> _Passage shown_
I was triumphant! I had done it! My mother was happy and we returned home. Soon after, the phone rang.

I ran to answer it. “Hello?” I said breathlessly. “Nivedatta?” the voice though feeble was unmistakable, and only one person in the whole world twisted my name as such. “OJA,” I cried out.. “I heard you on the radio,” he said. “You were excellent,” he went on. Tears welled up in my eyes and I was too choked to say anything. “So are you studying hard to become a doctor?” he asked. “Tell your brother too to do so…” by which time I think I gave the phone to my brother. I went to another room and cried alone.

Time went by and about a year had passed. It was April – the Manipuri New Year celebrations. It’s a day of great excitement especially for children who get to wear new clothes, buy toys, and climb the Cheirao Ching (Cheirao hill). There’s a small hillock called Chinga close to my place, as the crow flies. For those in the vicinity, Chinga is what they climb for cheiraoba (New Year). That year, my brothers and I went to Chinga full of excitement and gay. From the top of the hill, we surveyed the land below, trying to spot our house at a distance, giggling and nudging each other, correcting each other. Along the path uphill were lines and lines of toy stalls that would delight any Manipuri kid in the mid eighties. Colorful plastic animals and birds, plastic guns, plastic dolls, cloth-made Manipuri dolls in various attires and many more that some of us picked up on our way. Filled with excitement and pleasure after successfully spotting our house and with our booty, I suddenly remembered that Oja Biren lived very closeby – at the foot of this very Chinga hill. Luckily for us, the people we went with knew him very well and so we went to surprise Oja.

My chest was already closing in tight as we reached his house. I should have been happy to see him again, but I missed him so much and the thought of losing him suddenly made me sad. He saw us approaching, recognized us and I clearly remember him saying, “I have been expecting you.” Perhaps he really was waiting for us all those months? I now wonder.

The warm smile that greeted us still lingers in my memory. He was the same – tall, fair, gaunt, and slightly frailer looking. His was a very modest house, Oja’s. We, my brothers and I and all the others we went with sat on a rickety old bench that appeared to have come off an abandoned bus, the coir stuffing coming off at the edges, underneath his tin roof. I remember some bright pink bougainvilleas hanging from the roof. There was a plain wooden study table opposite the bench and he sat on the chair next to it. He didn’t hide his happiness at seeing us and hollered to his wife behind the door to bring us some tea.

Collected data

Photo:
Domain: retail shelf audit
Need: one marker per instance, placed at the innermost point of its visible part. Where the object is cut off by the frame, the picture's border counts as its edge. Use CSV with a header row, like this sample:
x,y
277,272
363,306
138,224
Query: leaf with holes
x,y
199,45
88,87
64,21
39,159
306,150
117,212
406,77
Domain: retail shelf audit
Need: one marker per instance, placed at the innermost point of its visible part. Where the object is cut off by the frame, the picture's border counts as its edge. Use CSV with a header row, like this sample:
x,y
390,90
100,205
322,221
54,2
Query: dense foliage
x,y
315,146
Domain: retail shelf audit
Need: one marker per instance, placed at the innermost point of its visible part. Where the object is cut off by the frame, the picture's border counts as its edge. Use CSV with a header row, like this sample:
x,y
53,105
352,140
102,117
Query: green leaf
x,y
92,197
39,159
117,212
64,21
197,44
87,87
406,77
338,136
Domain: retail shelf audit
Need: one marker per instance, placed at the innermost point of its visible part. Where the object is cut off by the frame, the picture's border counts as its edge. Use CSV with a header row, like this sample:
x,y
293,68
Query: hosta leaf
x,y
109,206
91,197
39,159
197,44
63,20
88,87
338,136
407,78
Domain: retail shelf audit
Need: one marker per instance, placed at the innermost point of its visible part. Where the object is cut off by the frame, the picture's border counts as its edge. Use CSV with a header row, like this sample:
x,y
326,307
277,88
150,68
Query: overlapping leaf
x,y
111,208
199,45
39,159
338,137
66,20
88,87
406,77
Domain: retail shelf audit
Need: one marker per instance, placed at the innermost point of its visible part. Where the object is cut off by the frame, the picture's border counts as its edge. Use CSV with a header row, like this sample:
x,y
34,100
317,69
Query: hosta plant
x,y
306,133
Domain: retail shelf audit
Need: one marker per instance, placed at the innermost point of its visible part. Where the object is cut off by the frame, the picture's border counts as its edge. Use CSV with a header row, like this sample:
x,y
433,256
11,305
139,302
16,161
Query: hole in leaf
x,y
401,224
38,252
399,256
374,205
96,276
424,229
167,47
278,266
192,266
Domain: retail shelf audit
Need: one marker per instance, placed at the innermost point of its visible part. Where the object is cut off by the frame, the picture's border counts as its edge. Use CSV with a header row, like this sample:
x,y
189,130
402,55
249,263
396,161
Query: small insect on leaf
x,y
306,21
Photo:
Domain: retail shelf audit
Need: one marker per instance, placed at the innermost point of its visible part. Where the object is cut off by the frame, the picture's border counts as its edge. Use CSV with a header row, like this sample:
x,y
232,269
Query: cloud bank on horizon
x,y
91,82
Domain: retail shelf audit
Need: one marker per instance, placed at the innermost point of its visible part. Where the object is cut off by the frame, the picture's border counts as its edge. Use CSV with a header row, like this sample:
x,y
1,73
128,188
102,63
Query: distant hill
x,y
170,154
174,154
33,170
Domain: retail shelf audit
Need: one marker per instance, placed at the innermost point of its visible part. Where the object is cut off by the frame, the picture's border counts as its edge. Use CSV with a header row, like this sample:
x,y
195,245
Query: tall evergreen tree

> _Check your understanding_
1: In the passage about Oja Biren, why did the narrator feel sad on arriving at his house instead of happy? Explain in one to three sentences.
2: Write the next part of the passage about Oja Biren, picking up after he calls to his wife to bring tea.
Nothing in the collected data is needed for this work.

> _Answer list_
1: The narrator had missed Oja very much, and the thought of losing him brought on a sudden sadness. That is why the narrator's chest was already tightening on reaching his house, even though seeing him again should have been a happy moment.

2:
Seeing Oja after all these months had me all teary eyed and I avoided looking at him directly. I just could not. I turned around and spotted a boroi tree a foot behind me. Memories of the boroi fruits he brought us came rushing to me and I couldn’t stop the torrent of tears flowing down my cheeks and quickly dabbed it with a hanky. I don’t know if anyone saw me cry but I didn’t want them to. Everyone chatted for some time and Oja brought out a hockey stick. “This is the Olympic hockey stick,” he said proudly and gave it to my brother. It was a white one and had many markings. My brother was elated! I on the other hand was too grief stricken to join in the conversation. At the end, I just cried uncontrollably. “Oja,” I went weeping to him. He hugged me, understood my grief and said not to worry. He plucked some boroi fruits that he gave us in a piece of newspaper. We had the tea and soon left his place. I turned back, to take one last look and saw him wave at us, smiling.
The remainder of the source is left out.